▶ Stored data:

.....

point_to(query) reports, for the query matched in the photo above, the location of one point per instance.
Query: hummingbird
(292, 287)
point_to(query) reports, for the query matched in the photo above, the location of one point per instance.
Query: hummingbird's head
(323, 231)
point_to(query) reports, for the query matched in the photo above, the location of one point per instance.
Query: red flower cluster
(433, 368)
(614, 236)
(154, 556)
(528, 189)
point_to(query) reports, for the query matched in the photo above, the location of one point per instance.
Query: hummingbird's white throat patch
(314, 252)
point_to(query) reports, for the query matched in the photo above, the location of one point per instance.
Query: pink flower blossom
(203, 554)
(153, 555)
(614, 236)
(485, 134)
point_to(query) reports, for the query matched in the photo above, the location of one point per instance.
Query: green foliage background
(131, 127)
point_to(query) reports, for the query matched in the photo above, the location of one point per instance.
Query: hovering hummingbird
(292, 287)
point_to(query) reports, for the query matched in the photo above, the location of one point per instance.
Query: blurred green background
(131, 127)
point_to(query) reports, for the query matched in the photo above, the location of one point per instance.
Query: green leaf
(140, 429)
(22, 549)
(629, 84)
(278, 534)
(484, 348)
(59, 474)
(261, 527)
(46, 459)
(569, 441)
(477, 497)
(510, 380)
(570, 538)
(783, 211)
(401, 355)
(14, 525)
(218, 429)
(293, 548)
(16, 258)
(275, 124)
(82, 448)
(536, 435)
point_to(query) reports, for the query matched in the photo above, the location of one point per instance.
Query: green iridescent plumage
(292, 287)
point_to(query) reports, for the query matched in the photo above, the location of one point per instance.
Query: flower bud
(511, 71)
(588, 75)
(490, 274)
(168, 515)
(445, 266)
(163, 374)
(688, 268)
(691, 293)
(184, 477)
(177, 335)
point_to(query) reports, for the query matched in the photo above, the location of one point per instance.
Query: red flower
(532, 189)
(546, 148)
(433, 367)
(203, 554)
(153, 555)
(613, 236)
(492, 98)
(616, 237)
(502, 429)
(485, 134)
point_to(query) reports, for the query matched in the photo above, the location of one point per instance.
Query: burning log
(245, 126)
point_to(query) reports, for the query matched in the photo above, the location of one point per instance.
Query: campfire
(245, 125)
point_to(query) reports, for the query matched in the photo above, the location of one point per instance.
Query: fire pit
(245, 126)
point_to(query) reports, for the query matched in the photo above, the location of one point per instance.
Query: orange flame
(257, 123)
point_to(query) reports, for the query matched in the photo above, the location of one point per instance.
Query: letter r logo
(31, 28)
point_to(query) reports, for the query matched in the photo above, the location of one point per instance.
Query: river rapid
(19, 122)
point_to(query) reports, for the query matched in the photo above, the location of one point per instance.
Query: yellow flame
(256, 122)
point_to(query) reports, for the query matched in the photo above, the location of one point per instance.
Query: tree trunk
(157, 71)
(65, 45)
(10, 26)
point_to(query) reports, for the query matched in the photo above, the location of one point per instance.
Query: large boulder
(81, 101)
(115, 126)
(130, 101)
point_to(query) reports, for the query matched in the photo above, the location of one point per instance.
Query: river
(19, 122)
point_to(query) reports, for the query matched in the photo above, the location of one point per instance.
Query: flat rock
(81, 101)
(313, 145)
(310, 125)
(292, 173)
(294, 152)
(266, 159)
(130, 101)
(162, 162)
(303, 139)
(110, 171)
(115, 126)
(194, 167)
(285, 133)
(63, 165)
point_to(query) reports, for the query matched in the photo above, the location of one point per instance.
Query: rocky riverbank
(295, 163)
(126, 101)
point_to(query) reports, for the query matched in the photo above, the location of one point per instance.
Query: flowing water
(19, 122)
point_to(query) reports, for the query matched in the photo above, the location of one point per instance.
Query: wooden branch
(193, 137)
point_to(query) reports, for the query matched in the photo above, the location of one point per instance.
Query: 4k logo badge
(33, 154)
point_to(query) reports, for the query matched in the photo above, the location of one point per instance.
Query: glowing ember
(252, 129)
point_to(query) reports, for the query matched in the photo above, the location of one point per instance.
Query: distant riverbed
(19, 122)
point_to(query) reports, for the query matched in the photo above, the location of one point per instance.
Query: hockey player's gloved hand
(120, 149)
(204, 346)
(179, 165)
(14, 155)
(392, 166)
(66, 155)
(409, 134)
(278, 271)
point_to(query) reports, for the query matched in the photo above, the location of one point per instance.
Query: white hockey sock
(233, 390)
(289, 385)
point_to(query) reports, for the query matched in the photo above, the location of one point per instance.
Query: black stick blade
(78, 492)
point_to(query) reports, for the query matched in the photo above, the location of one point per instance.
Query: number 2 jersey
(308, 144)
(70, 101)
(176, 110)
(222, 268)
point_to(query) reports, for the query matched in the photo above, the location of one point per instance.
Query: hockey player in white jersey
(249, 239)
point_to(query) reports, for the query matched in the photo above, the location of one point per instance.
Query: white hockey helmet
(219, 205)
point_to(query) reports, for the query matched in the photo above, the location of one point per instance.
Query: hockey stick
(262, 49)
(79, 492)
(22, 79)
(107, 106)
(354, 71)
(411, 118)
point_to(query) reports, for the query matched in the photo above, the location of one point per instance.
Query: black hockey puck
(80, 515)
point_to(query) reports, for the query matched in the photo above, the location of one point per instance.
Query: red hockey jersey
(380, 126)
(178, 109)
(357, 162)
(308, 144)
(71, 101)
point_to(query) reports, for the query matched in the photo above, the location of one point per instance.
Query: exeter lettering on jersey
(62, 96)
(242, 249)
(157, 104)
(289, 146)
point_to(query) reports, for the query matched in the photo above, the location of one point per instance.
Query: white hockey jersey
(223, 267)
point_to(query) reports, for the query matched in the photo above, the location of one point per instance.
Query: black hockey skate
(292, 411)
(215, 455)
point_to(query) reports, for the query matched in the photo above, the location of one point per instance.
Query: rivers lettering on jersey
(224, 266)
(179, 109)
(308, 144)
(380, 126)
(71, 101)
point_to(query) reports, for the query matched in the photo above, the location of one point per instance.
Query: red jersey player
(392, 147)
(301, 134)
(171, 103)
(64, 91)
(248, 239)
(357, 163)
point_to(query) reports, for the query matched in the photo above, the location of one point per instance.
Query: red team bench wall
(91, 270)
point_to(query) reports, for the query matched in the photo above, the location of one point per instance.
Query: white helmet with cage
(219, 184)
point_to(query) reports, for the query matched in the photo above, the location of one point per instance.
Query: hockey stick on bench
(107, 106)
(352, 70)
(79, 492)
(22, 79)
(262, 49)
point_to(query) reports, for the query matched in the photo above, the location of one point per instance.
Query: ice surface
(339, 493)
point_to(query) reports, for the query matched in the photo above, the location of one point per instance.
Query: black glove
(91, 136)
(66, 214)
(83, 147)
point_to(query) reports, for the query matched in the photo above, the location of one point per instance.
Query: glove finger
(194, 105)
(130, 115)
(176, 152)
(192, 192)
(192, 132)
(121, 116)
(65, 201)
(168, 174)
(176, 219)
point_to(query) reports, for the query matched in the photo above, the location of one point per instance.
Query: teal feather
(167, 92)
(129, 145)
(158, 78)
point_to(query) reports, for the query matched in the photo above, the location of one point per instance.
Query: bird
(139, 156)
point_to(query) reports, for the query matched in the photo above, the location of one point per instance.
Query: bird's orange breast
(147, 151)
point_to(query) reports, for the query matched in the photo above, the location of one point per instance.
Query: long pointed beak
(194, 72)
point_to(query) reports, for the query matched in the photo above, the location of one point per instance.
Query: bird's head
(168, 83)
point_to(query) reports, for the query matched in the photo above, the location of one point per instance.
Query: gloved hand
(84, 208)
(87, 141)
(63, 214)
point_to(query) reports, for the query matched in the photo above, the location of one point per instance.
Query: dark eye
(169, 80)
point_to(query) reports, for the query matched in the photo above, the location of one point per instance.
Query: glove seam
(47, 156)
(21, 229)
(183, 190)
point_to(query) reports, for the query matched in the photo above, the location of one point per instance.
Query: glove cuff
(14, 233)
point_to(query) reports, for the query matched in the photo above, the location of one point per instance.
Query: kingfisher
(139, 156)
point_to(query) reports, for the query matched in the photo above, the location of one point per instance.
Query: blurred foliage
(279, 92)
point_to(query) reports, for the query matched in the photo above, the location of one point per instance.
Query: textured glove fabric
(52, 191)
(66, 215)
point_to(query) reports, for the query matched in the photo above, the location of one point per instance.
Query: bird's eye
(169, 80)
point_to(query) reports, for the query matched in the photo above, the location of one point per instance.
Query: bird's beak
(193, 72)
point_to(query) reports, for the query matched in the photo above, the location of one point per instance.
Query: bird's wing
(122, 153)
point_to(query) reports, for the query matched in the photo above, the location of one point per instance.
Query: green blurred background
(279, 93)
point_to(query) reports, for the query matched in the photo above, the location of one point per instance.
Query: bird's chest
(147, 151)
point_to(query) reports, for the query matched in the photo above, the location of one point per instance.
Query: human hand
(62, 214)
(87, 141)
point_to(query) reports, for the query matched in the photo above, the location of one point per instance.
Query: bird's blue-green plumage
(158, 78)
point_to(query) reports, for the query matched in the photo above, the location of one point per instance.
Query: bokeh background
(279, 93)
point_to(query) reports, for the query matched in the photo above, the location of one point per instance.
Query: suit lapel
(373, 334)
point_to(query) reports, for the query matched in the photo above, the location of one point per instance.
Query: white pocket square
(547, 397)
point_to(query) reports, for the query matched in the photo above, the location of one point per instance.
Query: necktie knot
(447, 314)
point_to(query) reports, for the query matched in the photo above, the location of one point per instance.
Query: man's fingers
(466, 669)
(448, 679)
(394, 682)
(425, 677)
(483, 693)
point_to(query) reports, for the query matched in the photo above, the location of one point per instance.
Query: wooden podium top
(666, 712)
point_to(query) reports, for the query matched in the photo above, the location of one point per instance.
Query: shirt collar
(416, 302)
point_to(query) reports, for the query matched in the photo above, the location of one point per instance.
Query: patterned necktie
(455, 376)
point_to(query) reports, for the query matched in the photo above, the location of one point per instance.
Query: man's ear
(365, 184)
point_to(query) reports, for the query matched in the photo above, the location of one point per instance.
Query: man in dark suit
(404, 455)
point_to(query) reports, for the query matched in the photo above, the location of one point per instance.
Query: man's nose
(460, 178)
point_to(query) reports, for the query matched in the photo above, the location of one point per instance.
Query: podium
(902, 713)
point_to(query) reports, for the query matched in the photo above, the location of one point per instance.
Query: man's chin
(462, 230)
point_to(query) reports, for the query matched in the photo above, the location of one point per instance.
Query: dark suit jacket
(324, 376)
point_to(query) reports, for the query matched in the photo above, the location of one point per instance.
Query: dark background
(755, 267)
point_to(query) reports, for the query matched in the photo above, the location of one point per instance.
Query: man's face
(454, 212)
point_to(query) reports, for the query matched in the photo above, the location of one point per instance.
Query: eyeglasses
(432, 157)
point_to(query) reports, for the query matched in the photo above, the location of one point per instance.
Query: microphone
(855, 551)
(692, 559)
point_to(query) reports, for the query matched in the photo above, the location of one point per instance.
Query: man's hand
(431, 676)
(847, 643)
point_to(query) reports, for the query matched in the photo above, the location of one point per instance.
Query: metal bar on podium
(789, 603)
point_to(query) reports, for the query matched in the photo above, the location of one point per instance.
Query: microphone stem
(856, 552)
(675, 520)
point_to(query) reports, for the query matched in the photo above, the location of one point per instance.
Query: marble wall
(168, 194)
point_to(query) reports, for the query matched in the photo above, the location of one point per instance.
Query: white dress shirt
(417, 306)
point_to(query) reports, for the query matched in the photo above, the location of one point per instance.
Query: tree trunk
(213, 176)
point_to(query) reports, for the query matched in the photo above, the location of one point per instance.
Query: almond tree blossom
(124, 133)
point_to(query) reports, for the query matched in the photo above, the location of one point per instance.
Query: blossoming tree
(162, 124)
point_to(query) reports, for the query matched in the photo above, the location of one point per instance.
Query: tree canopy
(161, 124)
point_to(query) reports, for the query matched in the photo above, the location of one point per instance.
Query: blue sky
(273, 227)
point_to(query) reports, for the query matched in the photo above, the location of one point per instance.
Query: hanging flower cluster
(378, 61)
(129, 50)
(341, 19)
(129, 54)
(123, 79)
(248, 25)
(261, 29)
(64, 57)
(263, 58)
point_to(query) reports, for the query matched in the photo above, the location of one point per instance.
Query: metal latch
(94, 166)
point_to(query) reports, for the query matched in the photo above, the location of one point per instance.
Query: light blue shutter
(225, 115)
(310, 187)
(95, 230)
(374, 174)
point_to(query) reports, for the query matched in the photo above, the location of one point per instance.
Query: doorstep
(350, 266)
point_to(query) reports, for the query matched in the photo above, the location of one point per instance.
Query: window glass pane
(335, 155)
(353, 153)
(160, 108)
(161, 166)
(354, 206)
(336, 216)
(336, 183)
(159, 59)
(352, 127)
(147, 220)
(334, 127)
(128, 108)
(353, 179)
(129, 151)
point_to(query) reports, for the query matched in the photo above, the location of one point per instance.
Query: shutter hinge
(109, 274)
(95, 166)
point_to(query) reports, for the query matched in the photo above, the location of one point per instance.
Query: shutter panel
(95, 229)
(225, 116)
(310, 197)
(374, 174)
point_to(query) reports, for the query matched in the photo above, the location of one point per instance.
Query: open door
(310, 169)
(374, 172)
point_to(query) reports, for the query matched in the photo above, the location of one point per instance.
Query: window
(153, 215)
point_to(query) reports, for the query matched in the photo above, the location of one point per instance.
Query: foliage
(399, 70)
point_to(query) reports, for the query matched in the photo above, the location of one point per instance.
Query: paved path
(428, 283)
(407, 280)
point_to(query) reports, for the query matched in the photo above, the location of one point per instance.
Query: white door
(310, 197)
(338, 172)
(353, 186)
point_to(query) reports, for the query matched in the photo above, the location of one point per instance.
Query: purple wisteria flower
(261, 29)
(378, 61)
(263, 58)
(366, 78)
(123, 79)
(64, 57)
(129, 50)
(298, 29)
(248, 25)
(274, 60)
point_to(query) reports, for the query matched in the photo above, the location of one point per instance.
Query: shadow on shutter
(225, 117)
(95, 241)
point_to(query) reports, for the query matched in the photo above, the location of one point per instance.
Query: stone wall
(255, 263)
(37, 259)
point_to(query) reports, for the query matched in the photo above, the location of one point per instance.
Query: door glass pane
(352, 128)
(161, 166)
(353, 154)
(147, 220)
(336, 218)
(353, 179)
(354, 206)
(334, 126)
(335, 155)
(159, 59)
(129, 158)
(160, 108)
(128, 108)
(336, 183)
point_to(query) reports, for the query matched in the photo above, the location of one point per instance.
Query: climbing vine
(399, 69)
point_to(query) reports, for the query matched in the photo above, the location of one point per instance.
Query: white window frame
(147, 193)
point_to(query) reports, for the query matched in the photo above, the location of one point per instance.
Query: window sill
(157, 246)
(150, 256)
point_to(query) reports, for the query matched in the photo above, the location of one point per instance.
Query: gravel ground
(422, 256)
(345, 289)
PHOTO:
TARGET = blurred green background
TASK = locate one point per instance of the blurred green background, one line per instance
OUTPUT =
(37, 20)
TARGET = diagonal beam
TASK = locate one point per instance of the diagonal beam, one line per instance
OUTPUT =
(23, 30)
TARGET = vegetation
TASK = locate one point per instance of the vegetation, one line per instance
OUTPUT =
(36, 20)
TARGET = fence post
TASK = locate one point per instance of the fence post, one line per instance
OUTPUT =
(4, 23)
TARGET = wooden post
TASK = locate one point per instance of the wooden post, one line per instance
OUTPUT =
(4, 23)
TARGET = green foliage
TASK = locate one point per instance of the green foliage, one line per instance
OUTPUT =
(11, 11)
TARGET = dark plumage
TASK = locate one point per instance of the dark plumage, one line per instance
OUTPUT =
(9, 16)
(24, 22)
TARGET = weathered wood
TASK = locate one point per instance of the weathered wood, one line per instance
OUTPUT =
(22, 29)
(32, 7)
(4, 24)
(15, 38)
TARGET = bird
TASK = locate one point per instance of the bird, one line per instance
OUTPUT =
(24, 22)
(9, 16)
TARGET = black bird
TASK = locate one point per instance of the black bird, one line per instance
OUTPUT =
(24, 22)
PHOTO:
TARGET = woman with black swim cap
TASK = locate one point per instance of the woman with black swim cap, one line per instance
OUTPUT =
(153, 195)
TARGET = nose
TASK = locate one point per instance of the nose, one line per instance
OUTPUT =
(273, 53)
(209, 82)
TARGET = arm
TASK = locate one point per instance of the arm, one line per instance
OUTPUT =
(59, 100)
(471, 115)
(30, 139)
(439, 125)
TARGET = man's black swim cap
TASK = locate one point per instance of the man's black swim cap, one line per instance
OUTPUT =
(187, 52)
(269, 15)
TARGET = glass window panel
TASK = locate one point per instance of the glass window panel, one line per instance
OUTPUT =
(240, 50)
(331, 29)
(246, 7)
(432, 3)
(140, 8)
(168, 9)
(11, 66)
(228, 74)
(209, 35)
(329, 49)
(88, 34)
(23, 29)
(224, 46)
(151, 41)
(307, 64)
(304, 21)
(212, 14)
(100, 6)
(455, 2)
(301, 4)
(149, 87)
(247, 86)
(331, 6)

.....

▶ Task: Quote the lines of the listing above that run from the line with "TARGET = diagonal beam" through its last line, both included, and nothing else.

▶ Expected output:
TARGET = diagonal beam
TASK = locate one point per instance of the diagonal beam, one line per instance
OUTPUT =
(23, 30)
TARGET = vegetation
TASK = locate one point per instance of the vegetation, one line per instance
OUTPUT =
(36, 20)
TARGET = fence post
TASK = locate one point per instance of the fence post, one line per instance
OUTPUT =
(4, 23)
TARGET = wooden post
TASK = locate one point per instance of the wooden post, one line per instance
OUTPUT =
(4, 23)
TARGET = green foliage
TASK = locate one point per instance of the green foliage, one line per instance
OUTPUT =
(11, 11)
TARGET = dark plumage
TASK = locate one point per instance of the dark plumage, one line per instance
OUTPUT =
(9, 16)
(24, 22)
TARGET = weathered wood
TASK = locate one point per instance of the weathered wood, one line per instance
OUTPUT =
(22, 29)
(32, 7)
(4, 24)
(15, 38)
TARGET = bird
TASK = locate one point per instance of the bird, one line per instance
OUTPUT =
(24, 22)
(9, 16)
TARGET = black bird
TASK = locate one point per instance of the black bird, one line per instance
OUTPUT =
(24, 22)
PHOTO:
TARGET = woman with black swim cap
TASK = locate one point per instance of the woman with black swim cap, one line per instance
OUTPUT =
(153, 195)
TARGET = nose
TASK = locate one point per instance of the nose, one line per instance
OUTPUT =
(273, 53)
(209, 82)
TARGET = arm
TASK = locate one point per instance of the arm, one line per instance
OUTPUT =
(59, 100)
(471, 115)
(30, 139)
(439, 125)
TARGET = man's black swim cap
TASK = locate one point per instance of the man's black swim cap, one line per instance
OUTPUT =
(187, 52)
(269, 15)
TARGET = glass window panel
TASK = locate one point per instance of the glass window panel, one line per instance
OUTPUT =
(240, 50)
(331, 29)
(246, 7)
(432, 3)
(140, 8)
(168, 9)
(11, 66)
(228, 74)
(209, 35)
(329, 49)
(88, 34)
(23, 29)
(224, 46)
(151, 41)
(307, 64)
(304, 21)
(212, 14)
(100, 6)
(455, 2)
(301, 4)
(149, 87)
(247, 86)
(331, 6)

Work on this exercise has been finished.